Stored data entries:
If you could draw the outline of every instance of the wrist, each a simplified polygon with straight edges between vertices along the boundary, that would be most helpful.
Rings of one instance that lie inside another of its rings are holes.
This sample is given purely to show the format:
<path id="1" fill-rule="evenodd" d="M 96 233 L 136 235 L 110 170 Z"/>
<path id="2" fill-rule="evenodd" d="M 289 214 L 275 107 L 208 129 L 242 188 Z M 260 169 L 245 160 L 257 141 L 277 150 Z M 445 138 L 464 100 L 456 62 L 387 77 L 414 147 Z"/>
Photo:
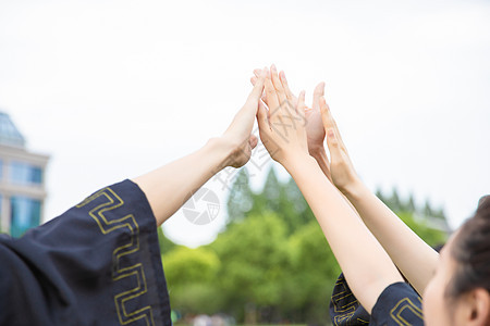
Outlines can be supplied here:
<path id="1" fill-rule="evenodd" d="M 363 192 L 365 185 L 359 177 L 353 176 L 351 181 L 338 188 L 350 201 L 352 201 L 362 196 L 360 193 Z"/>
<path id="2" fill-rule="evenodd" d="M 218 173 L 229 165 L 234 146 L 222 137 L 213 137 L 206 142 L 201 150 L 212 158 L 212 161 L 215 161 L 215 173 Z"/>
<path id="3" fill-rule="evenodd" d="M 306 152 L 302 153 L 291 153 L 285 155 L 281 160 L 281 165 L 293 176 L 298 170 L 301 171 L 305 165 L 310 163 L 316 163 L 316 160 Z"/>
<path id="4" fill-rule="evenodd" d="M 316 146 L 308 146 L 308 152 L 314 158 L 322 156 L 326 153 L 323 143 Z"/>

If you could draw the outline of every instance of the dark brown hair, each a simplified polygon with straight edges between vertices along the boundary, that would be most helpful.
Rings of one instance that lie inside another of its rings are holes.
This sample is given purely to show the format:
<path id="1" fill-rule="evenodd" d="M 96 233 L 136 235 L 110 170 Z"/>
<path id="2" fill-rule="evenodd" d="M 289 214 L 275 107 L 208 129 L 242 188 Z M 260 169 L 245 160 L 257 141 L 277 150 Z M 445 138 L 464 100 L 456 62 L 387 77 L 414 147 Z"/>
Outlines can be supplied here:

_PROBLEM REQUIREMENTS_: Revise the data above by changing every "simplified polygon" to "plain polygon" and reproducing everything else unchanged. Omit the pictures from your version.

_RESULT FOR THIS TASK_:
If you could draw the outline of every instance of the wrist, each a plain polygon with straight edges between vertices along the boundary, that would be most helpful.
Rings of one instance that lie inside another of its rings are holes.
This sample is given purely to show the format:
<path id="1" fill-rule="evenodd" d="M 96 233 L 136 235 L 110 170 Z"/>
<path id="2" fill-rule="evenodd" d="M 289 214 L 275 107 L 208 129 L 242 188 Z M 260 169 L 245 160 L 257 141 L 277 150 Z M 445 138 L 464 100 L 456 62 L 387 77 L 414 147 Z"/>
Photo:
Outlines can be supplied here:
<path id="1" fill-rule="evenodd" d="M 363 192 L 365 185 L 359 177 L 353 176 L 351 181 L 338 188 L 350 201 L 352 201 L 362 196 L 360 193 Z"/>
<path id="2" fill-rule="evenodd" d="M 218 173 L 229 165 L 234 146 L 222 137 L 213 137 L 206 142 L 201 150 L 212 158 L 212 161 L 215 161 L 215 173 Z"/>
<path id="3" fill-rule="evenodd" d="M 306 152 L 302 153 L 291 153 L 285 155 L 281 160 L 281 165 L 293 176 L 298 170 L 301 171 L 305 165 L 310 163 L 316 163 L 316 160 Z"/>
<path id="4" fill-rule="evenodd" d="M 316 146 L 308 146 L 308 152 L 314 158 L 322 156 L 326 153 L 323 143 Z"/>

If you could draw the outline of every instance of the dark brown hair, each a plain polygon with straight edges between vertices along the boundary, that would be most helpful.
Rings of one instance that lie inside another of its rings are holes.
This sample is given purely to show the format:
<path id="1" fill-rule="evenodd" d="M 96 233 L 136 235 L 110 170 Z"/>
<path id="2" fill-rule="evenodd" d="M 289 214 L 275 107 L 208 129 L 242 188 Z M 260 169 L 245 160 L 257 141 L 277 150 Z M 445 138 L 464 100 L 456 62 L 387 77 L 414 147 Z"/>
Outlines can be supplied here:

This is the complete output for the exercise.